-- start Selected passage --

So why should I pay for the Denon with its mods versus getting the top of the line Sony? Well for three reasons. First, this unit also does a superb job with DVD-A playback, which the Sony can't. This is the first machine I have had here which does both superbly well, to the point where now I feel well recorded DVD-A competes with SACD quality wise.
Second, where I believe it definitely beats the Sony, is with the bass reproduction with the Superclock mod. This mod helps the unit to produce the deepest and tightest bass of any unit I have heard, including possibly the Meitner (the gold standard for SACD playback). You must try pipe organ or major orchestral works to hear the difference. With my seven horn system and subs, one needs to rearrange one's internal organs after the sympathetic vibrations they go through. It is not just deep thumping, but true life-like bass.
Third, the modded unit isn't much more expensive than the top of the line Sony, yet sounds superior with SACD and does DVD-A just as well. There is also an improvement with CD playback that puts the unit on par with CD players costing about the same price, plus one also gets the Denon's great DVD-Video playback.

-- end Selected passage --
-- start Data lines --

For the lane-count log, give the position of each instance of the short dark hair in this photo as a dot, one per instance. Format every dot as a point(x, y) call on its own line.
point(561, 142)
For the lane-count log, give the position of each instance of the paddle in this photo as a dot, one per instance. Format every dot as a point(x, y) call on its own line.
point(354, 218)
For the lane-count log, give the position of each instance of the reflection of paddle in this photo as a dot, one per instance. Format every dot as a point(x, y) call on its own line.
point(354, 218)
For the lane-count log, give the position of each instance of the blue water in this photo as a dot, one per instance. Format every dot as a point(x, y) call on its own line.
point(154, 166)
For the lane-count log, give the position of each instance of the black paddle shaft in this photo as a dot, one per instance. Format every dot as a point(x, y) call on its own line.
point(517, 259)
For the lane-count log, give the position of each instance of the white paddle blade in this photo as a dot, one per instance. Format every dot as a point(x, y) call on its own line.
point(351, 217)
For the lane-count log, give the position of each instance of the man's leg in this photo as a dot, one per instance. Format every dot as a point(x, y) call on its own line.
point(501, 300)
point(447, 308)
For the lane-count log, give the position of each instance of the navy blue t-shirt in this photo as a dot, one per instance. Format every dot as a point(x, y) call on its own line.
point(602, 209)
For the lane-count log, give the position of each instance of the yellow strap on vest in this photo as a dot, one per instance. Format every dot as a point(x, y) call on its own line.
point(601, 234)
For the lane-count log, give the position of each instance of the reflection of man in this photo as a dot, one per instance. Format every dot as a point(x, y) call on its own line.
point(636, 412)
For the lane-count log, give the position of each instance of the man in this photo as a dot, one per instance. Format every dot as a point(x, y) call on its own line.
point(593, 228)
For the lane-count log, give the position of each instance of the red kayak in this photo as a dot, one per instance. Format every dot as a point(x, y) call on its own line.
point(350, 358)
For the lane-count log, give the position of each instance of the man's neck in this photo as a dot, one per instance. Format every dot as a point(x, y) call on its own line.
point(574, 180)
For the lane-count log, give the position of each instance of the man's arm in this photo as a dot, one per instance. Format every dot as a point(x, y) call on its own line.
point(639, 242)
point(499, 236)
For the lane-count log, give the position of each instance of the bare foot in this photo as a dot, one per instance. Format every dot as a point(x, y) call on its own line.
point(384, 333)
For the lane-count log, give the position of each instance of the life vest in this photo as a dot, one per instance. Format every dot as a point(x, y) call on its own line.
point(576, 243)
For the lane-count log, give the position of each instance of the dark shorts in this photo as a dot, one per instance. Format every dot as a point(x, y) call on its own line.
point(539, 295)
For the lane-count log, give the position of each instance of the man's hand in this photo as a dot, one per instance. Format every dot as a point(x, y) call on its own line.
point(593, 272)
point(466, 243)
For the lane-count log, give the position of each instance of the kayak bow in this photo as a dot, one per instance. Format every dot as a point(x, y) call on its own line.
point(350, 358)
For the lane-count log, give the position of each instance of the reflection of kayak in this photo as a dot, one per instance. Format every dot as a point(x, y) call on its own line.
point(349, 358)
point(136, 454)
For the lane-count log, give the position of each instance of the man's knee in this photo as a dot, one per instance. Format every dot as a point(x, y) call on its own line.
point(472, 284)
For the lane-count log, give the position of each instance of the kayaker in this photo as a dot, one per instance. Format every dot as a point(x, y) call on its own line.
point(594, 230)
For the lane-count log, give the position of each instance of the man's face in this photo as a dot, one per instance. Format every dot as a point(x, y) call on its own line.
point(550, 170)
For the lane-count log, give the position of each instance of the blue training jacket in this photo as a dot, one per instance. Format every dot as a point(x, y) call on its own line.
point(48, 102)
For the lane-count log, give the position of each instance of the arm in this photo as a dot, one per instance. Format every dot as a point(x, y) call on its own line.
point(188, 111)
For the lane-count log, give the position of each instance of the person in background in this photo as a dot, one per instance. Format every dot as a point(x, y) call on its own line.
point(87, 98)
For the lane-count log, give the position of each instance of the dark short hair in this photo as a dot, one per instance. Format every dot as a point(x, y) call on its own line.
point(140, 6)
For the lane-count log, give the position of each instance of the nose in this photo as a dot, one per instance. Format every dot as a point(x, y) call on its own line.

-- end Data lines --

:: Aim ::
Please repeat the section of the Denon player review from "Second, where I" to "great DVD-Video playback." word for word. The listing was drawn from a separate source.

:: Solution ::
Second, where I believe it definitely beats the Sony, is with the bass reproduction with the Superclock mod. This mod helps the unit to produce the deepest and tightest bass of any unit I have heard, including possibly the Meitner (the gold standard for SACD playback). You must try pipe organ or major orchestral works to hear the difference. With my seven horn system and subs, one needs to rearrange one's internal organs after the sympathetic vibrations they go through. It is not just deep thumping, but true life-like bass.
Third, the modded unit isn't much more expensive than the top of the line Sony, yet sounds superior with SACD and does DVD-A just as well. There is also an improvement with CD playback that puts the unit on par with CD players costing about the same price, plus one also gets the Denon's great DVD-Video playback.